▶ [WRITTEN PROBLEM 1]:
Translate the following sentence from the STM32H7 tutorial below into Spanish: "This is a minimal application that effectively does nothing."

▶ [PAGE TEXT]:

* * * * *

This is NOT intended as a full guide on how to program the STM32H7.

Possible future posts will introduce more complex examples like handling real time audio, reading from multiplexed ADCs, using the QSPI flash and the SDRAM.

Requirements

• An STM32H7 board, like the Daisy Seed
• The nightly version of the Rust compiler
• The target for Cortex-M7 thumbv7em-none-eabihf
• A serial debugger like the STLink-V3Mini (optional)

rustup +nightly target add thumbv7em-none-eabihf

So let's write the toolchain details in rust-toolchain.toml at the project root.

[toolchain]
channel = "nightly"
targets = ["thumbv7em-none-eabihf"]

Project Setup

We will be using the rtic framework, so let's start with writing down the main.rs file.

#![no_std]
#![no_main]

use panic_halt as _;

use stm32h7xx_hal::stm32;

#[rtic::app(device = stm32, peripherals = true)]
mod app {
    #[shared]
    struct Shared {}

    #[local]
    struct Local {}

    #[init]
    fn init(cx: init::Context) -> (Shared, Local, init::Monotonics) {
        (Shared {}, Local {}, init::Monotonics())
    }

    #[idle]
    fn idle(_cx: idle::Context) -> ! {
        loop {
            cortex_m::asm::nop();
        }
    }
}

This is a minimal application that effectively does nothing. The Shared and Local structs are used to pass data to different interrupt driven tasks (that we will add in a minute), more on tasks on the rtic documentation.

Making an LED blink

Let's make sure that everything works as intended first. Let's make an LED blink.

The init function is where most of the code will be. First, it configures the clocks to the desired frequencies:

let device = cx.device;
let mut core = cx.core;

// initialize the clocks
let mut ccdr = {
    let pwr = device.PWR.constrain();
    let vos = pwr.freeze();

    device
        .RCC
        .constrain()
        .use_hse(HSE_CLOCK_HZ)
        .sys_ck(SYS_CLOCK_HZ)
        .pclk1(PCLK_HZ)
        // pll 1
        .pll1_strategy(PllConfigStrategy::Iterative)
        .pll1_p_ck(PLL1_P_HZ)
        // pll 3
        .pll3_strategy(PllConfigStrategy::Iterative)

* * * * *

▶ [RECORDS PROVIDED]:
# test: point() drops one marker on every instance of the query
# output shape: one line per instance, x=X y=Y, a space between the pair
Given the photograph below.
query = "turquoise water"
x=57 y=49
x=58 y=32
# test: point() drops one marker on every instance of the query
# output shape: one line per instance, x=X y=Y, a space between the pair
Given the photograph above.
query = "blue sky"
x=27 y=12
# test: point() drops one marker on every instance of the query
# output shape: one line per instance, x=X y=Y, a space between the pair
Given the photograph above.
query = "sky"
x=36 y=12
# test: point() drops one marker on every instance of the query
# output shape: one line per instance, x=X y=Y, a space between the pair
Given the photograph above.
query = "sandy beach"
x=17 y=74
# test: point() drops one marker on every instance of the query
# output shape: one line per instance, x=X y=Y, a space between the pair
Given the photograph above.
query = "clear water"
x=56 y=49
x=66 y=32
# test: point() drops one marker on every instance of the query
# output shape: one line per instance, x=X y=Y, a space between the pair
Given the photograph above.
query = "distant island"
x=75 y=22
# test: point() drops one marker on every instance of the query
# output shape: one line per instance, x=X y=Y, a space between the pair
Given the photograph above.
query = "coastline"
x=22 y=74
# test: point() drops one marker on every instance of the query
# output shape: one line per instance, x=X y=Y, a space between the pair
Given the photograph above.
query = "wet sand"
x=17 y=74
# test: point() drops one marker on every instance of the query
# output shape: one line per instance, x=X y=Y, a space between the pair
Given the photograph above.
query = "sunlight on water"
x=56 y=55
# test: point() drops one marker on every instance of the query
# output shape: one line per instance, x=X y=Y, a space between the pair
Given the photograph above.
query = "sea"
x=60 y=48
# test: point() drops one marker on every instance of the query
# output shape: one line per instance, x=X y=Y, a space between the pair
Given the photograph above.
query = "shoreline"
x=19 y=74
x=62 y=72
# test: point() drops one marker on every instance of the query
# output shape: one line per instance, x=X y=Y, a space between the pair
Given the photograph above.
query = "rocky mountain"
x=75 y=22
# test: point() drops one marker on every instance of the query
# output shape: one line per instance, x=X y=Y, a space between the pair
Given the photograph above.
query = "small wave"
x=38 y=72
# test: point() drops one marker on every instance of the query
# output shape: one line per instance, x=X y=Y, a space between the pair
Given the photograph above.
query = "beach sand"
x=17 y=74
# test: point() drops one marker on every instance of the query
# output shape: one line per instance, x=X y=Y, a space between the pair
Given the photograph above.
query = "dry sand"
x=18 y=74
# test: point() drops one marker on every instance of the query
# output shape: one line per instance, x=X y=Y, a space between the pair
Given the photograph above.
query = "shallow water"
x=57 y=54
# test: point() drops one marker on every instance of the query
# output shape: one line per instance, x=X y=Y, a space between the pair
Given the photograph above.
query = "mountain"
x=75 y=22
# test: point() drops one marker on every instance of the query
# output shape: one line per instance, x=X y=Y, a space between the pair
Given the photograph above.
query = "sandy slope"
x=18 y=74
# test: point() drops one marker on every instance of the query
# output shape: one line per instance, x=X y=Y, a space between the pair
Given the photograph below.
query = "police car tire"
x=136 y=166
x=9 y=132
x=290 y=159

* * * * *

▶ [WRITTEN PROBLEM 2]:
From the records above, extract each line that contains the string "sandy".

▶ [FINISHED ANSWER 1]:
Esta es una aplicación mínima que, en la práctica, no hace nada.

▶ [FINISHED ANSWER 2]:
query = "sandy beach"
query = "sandy slope"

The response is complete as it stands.